> _PASSAGE TO READ_:
===============

Universities loom large in my life at the moment. I've done a talk today at Manchester Met Business School, and I'm judging a start-up competition at Leeds Met on Tuesday. And yesterday I came across this from Leeds University Business School:
"Take the Leeds MBA and you will greatly enhance your career prospects. That is the message from the 2009 annual Global MBA rankings of the Financial Times, which will be published on Monday 26 January. LUBS has maintained a good mid-position in the world's top 100, being ranked 57th equal.
This year's survey is of the graduates of 2005 and shows Leeds alumni achieving an average increase of 105% in salary over their pre-MBA situation. Leeds again is highly ranked, 3rd in the world, for value for money: the relationship between salary today and the costs of taking the programme. School performance indicators, indirectly related to the MBA, account for 35% of the overall score.
LUBS is 11th among the UK schools in this survey. We are listed above several well-regarded schools including those at the universities of Durham, Aston, Birmingham, Bath, Bradford, Edinburgh and Nottingham."

===============

> _INSTRUCTION 1_:
Answer these questions using the passage about universities:
(a) Where did the writer give a talk today?
(b) What is Leeds ranked in the world for value for money?
(c) Where does LUBS place among the UK schools in the survey?

> _INPUT FOR THIS TASK_:
===============

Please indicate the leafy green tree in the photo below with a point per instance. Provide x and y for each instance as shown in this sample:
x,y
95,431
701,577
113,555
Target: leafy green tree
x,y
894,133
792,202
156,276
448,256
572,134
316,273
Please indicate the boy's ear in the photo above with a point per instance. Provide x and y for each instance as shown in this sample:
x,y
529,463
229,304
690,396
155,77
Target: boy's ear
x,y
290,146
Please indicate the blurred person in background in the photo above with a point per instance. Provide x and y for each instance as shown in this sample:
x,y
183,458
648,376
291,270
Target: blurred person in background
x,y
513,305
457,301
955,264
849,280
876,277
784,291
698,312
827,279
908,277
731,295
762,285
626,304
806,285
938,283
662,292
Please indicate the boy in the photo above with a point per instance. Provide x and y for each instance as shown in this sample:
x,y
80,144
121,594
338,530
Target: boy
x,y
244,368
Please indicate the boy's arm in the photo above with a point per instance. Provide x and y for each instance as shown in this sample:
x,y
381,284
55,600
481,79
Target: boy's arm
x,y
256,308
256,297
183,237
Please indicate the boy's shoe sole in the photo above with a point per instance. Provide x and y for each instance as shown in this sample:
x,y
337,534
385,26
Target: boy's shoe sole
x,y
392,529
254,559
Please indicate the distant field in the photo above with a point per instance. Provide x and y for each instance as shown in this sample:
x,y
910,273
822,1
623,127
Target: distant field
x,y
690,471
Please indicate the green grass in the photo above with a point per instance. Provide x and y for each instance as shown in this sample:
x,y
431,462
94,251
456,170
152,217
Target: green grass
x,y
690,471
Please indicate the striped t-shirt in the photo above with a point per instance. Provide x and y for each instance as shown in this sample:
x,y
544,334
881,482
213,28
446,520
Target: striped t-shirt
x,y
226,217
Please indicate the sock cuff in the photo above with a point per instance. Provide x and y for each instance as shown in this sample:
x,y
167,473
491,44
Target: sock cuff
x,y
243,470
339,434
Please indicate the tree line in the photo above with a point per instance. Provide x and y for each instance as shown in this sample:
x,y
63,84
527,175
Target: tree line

===============

> _INSTRUCTION 2_: Repeat the rows word for word, starting with the line that contains "Please indicate the boy's shoe" and ending with the last row.

> _CORRECT RESULT 1_:
(a) At Manchester Met Business School.
(b) 3rd.
(c) 11th.

> _CORRECT RESULT 2_:
Please indicate the boy's shoe sole in the photo above with a point per instance. Provide x and y for each instance as shown in this sample:
x,y
337,534
385,26
Target: boy's shoe sole
x,y
392,529
254,559
Please indicate the distant field in the photo above with a point per instance. Provide x and y for each instance as shown in this sample:
x,y
910,273
822,1
623,127
Target: distant field
x,y
690,471
Please indicate the green grass in the photo above with a point per instance. Provide x and y for each instance as shown in this sample:
x,y
431,462
94,251
456,170
152,217
Target: green grass
x,y
690,471
Please indicate the striped t-shirt in the photo above with a point per instance. Provide x and y for each instance as shown in this sample:
x,y
544,334
881,482
213,28
446,520
Target: striped t-shirt
x,y
226,217
Please indicate the sock cuff in the photo above with a point per instance. Provide x and y for each instance as shown in this sample:
x,y
167,473
491,44
Target: sock cuff
x,y
243,470
339,434
Please indicate the tree line in the photo above with a point per instance. Provide x and y for each instance as shown in this sample:
x,y
63,84
527,175
Target: tree line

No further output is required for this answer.